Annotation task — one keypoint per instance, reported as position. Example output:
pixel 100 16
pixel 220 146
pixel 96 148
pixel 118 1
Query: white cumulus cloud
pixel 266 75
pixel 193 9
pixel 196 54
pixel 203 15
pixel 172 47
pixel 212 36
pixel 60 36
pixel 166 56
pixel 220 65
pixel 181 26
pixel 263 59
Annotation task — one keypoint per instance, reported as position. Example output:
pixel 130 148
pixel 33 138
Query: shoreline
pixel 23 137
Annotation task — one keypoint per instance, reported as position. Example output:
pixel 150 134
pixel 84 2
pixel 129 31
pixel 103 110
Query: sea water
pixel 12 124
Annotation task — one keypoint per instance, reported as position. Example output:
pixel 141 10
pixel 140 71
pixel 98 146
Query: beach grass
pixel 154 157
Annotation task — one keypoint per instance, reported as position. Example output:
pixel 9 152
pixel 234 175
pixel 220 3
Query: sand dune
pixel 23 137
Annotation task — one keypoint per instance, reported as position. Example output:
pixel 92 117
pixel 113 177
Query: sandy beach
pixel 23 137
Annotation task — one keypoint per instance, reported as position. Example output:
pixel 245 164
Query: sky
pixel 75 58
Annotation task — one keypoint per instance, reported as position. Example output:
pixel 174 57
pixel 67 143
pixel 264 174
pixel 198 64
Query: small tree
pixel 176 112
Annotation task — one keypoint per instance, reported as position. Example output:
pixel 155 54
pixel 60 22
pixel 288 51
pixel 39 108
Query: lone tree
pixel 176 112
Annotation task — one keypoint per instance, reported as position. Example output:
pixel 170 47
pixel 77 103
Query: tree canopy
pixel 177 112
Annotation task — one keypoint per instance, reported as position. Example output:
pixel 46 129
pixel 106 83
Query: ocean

====================

Output the lines exactly as they appear, from the start of the records through the line containing "pixel 263 59", inclusive.

Annotation task — one keypoint per instance, reported as position. Example output:
pixel 100 16
pixel 220 146
pixel 96 148
pixel 118 1
Query: white cumulus cloud
pixel 266 75
pixel 193 9
pixel 196 54
pixel 203 15
pixel 172 47
pixel 212 36
pixel 60 36
pixel 166 56
pixel 220 65
pixel 181 26
pixel 263 59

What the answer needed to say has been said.